- WORK ITEM -
The answer must be every line of the records below that contains the word "hand".
──────────────────────────────
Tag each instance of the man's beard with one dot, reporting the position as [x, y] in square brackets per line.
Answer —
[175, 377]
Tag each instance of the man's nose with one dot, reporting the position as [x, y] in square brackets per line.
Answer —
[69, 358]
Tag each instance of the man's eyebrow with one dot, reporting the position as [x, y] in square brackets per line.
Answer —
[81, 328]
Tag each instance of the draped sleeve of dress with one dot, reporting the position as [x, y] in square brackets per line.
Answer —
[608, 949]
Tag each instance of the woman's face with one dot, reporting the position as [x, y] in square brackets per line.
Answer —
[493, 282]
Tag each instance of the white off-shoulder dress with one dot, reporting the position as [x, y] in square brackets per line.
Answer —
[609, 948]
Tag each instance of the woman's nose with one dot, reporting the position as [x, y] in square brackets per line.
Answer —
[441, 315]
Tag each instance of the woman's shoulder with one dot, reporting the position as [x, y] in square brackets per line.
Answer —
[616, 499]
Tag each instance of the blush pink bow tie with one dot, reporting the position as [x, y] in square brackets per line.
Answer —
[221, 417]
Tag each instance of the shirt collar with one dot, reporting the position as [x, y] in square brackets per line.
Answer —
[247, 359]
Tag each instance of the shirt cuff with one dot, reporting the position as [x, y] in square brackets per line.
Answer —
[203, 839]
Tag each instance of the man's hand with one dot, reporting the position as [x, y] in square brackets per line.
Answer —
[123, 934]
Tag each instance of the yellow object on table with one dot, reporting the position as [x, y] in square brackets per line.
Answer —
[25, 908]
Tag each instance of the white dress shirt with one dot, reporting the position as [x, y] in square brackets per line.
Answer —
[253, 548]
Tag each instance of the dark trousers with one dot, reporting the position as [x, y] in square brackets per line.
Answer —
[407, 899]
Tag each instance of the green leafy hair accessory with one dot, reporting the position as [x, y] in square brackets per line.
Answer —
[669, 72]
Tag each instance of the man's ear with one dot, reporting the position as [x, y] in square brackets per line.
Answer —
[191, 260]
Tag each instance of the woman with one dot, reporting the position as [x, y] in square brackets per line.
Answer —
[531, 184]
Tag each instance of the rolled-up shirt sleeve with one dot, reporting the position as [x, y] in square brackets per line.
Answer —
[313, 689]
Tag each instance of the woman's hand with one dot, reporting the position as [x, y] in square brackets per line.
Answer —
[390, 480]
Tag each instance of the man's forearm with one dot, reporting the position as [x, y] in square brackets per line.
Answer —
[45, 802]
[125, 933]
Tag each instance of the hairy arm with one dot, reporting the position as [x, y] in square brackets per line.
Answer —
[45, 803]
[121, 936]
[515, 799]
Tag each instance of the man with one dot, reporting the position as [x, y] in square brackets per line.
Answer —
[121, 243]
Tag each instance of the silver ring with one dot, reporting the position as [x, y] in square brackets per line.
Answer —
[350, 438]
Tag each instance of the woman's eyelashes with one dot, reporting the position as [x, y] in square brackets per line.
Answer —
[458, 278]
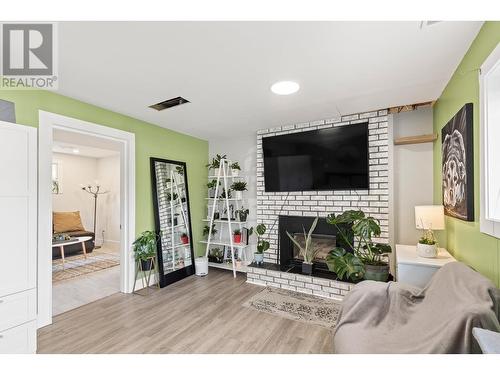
──────────────────────────────
- ANSWER SECTION -
Tag each instance of the man's hand with one dot, reporting the position as [x, y] in square brackets per line.
Tag each instance of the woman's hand with one dot, reporting the position as [x, y] in square brackets per line.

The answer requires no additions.